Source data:

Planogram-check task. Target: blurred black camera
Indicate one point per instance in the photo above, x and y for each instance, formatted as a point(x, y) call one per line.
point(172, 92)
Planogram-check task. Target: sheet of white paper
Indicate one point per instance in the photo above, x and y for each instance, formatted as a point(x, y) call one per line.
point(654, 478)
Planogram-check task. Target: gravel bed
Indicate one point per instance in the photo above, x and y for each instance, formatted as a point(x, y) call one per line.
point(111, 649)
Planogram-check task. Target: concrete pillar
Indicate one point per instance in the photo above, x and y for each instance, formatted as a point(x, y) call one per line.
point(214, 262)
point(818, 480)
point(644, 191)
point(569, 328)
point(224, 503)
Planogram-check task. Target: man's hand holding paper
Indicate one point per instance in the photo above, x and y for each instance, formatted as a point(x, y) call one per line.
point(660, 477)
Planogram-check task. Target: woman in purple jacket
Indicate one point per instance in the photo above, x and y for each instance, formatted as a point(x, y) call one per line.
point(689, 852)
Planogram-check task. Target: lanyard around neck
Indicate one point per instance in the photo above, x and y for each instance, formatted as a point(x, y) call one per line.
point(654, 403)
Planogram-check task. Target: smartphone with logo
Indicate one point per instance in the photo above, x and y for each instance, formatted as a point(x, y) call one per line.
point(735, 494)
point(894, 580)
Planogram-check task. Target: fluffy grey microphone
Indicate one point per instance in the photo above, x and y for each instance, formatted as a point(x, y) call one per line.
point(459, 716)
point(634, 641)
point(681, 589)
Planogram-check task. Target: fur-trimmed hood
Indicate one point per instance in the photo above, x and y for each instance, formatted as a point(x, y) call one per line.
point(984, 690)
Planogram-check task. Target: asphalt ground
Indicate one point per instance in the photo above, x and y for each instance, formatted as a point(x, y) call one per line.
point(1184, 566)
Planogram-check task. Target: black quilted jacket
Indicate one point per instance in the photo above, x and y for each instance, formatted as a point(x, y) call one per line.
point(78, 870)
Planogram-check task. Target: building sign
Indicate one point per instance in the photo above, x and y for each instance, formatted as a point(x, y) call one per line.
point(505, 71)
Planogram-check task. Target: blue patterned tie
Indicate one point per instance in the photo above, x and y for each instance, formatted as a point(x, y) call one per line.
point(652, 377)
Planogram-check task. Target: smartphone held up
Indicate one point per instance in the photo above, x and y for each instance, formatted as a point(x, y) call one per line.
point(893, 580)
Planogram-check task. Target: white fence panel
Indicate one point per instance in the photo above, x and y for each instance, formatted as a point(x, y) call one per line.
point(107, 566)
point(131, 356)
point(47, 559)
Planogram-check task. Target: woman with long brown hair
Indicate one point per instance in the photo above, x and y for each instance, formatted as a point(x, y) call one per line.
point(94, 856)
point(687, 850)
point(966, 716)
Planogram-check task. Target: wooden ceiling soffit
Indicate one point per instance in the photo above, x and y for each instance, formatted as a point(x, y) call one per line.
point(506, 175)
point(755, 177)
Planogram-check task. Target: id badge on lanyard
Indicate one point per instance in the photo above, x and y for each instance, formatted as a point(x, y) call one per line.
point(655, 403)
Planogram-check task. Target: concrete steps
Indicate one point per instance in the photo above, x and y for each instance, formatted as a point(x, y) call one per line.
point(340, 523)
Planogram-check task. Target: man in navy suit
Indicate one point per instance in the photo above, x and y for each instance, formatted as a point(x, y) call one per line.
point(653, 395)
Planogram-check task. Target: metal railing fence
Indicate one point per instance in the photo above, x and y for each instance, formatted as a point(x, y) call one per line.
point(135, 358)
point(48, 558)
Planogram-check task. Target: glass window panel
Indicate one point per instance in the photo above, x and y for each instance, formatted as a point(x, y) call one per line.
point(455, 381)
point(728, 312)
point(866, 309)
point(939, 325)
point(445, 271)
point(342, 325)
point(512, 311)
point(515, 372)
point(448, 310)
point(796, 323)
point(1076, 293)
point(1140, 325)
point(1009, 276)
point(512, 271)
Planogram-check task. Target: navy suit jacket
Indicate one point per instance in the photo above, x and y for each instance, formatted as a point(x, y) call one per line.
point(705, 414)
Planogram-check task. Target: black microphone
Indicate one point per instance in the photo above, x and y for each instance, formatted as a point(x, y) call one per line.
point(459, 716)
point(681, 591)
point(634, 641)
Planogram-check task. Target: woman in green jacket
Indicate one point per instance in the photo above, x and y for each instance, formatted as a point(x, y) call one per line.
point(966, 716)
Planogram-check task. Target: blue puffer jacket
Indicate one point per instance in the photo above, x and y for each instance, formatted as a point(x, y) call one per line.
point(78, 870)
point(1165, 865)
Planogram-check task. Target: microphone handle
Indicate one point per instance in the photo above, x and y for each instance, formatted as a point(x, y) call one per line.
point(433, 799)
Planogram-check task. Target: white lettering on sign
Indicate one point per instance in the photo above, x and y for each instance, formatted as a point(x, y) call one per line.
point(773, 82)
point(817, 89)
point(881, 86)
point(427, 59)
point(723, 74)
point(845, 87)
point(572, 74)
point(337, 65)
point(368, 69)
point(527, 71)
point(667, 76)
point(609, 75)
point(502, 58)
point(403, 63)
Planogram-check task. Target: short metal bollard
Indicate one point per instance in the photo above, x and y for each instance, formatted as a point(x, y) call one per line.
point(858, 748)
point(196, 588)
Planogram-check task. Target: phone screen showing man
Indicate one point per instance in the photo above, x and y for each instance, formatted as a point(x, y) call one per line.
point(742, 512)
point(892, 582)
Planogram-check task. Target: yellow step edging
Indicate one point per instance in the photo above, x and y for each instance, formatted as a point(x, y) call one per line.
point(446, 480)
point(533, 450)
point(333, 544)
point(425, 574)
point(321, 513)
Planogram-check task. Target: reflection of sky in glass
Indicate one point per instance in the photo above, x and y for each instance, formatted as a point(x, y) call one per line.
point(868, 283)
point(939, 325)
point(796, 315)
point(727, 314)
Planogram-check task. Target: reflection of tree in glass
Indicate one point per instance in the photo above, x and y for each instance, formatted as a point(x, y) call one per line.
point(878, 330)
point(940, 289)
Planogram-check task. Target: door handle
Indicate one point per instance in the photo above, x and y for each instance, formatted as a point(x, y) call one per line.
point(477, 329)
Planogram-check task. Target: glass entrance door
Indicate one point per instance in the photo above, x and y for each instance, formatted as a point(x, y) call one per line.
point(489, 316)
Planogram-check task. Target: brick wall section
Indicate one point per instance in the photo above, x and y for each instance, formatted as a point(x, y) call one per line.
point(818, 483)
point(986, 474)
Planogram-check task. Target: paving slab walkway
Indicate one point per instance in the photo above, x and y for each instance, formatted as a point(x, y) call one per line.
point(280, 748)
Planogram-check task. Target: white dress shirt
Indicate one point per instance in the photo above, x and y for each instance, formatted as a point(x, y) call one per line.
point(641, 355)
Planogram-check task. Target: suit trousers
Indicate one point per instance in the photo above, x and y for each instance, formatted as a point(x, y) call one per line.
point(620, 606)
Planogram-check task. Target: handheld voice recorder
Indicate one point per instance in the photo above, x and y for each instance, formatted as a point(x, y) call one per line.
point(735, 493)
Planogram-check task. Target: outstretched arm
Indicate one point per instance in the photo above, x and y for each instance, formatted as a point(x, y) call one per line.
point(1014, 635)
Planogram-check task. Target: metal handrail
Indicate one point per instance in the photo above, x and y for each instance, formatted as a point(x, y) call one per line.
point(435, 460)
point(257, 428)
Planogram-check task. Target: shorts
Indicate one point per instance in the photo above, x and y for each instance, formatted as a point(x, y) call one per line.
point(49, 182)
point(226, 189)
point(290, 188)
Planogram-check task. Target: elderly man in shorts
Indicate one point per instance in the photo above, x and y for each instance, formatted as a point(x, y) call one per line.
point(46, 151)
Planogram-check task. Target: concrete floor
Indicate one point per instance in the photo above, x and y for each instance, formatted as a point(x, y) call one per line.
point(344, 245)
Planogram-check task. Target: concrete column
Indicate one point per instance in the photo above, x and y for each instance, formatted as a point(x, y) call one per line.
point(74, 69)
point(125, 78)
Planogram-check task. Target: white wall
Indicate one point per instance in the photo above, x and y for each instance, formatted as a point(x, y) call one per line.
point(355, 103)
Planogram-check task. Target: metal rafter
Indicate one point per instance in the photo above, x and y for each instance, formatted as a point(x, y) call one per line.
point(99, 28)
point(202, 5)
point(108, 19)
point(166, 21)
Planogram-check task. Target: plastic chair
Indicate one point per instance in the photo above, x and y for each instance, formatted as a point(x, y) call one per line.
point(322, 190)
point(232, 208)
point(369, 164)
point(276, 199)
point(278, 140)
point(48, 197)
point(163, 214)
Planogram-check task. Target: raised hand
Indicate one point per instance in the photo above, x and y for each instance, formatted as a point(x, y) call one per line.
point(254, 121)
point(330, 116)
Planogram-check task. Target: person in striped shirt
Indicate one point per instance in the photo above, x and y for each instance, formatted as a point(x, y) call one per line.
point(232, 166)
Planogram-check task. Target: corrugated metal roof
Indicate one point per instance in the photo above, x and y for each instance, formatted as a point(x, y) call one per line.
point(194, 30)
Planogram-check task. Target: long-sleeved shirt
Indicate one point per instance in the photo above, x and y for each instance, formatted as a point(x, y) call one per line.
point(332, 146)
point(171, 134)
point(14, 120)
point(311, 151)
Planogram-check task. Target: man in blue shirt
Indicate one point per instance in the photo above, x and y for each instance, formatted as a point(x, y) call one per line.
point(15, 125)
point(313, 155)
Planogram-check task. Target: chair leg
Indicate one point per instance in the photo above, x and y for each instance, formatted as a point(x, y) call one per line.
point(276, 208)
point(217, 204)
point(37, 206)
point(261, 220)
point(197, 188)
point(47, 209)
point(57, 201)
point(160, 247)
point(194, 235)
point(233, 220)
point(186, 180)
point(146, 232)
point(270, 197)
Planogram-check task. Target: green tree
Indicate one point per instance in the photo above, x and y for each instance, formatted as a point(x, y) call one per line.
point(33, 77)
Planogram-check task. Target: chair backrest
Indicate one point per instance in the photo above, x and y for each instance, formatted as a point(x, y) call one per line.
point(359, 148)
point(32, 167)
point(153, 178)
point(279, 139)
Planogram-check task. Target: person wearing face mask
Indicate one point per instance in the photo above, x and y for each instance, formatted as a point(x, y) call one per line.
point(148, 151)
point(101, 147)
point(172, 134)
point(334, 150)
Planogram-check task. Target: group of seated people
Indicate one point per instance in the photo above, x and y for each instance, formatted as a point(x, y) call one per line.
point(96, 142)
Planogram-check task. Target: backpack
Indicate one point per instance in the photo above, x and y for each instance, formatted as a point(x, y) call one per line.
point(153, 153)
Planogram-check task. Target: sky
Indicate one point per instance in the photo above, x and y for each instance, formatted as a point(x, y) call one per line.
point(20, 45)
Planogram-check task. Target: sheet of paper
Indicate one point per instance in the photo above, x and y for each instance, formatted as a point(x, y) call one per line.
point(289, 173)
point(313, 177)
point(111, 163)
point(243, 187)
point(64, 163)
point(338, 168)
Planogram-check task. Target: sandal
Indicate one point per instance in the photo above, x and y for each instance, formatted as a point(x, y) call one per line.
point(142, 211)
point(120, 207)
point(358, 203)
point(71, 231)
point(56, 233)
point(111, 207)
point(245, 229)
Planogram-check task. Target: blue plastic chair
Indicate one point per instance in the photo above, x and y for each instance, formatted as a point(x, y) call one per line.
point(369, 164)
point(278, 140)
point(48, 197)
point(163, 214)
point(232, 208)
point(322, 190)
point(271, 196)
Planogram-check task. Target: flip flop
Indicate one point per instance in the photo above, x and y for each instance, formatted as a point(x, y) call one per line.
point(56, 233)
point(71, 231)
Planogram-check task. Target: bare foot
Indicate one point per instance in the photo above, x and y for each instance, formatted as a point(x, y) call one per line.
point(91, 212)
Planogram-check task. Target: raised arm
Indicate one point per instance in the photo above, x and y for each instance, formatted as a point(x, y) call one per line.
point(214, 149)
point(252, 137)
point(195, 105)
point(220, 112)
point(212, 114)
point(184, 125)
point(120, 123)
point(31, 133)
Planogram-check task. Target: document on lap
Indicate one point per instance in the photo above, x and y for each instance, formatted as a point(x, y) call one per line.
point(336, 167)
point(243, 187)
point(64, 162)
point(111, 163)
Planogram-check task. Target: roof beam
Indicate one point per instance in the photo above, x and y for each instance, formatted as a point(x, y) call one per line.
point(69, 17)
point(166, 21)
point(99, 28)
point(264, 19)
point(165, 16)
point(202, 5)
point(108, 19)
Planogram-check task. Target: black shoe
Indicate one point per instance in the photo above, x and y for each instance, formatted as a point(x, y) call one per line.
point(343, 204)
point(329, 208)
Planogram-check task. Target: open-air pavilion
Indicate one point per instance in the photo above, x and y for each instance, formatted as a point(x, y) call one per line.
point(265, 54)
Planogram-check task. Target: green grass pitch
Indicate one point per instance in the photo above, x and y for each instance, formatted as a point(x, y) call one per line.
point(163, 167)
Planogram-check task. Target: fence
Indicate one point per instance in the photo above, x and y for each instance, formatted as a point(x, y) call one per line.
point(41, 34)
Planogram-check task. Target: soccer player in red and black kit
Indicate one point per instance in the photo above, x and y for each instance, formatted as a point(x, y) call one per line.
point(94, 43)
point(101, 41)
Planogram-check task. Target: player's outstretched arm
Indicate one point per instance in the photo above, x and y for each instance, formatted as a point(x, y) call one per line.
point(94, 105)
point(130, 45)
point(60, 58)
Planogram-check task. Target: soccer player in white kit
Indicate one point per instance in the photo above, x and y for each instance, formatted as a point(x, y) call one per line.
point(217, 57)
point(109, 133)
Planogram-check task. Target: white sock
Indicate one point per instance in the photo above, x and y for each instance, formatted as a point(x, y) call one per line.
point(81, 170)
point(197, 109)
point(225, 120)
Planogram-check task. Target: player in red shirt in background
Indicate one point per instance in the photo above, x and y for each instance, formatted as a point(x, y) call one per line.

■ To do ■
Print an exact copy of the part of the listing that opens with the line containing "Planogram-check task. Target: chair leg" and closes with the line containing "point(334, 150)", both of those lines included.

■ The output ■
Planogram-check task. Target: chair leg
Indicate one point per instance in the photo above, x and y for each instance, formatted as a point(x, y) call one per line.
point(276, 208)
point(217, 204)
point(37, 206)
point(261, 220)
point(197, 188)
point(47, 209)
point(57, 201)
point(160, 247)
point(194, 235)
point(233, 220)
point(186, 180)
point(146, 232)
point(270, 197)
Planogram-check task. Target: green tree
Indicate one point per instance in the photo above, x and y for each instance, formatted as a point(x, y) call one per line.
point(33, 77)
Planogram-check task. Target: chair backrest
Indicate one point per instance in the photo above, x and y for each instance, formatted as a point(x, y) call one per line.
point(359, 148)
point(32, 167)
point(153, 178)
point(279, 139)
Planogram-check task. Target: person wearing face mask
Indicate one point per instance in the photo above, x and y for each instance, formatted as a point(x, y) call one per line.
point(148, 151)
point(101, 147)
point(172, 134)
point(334, 150)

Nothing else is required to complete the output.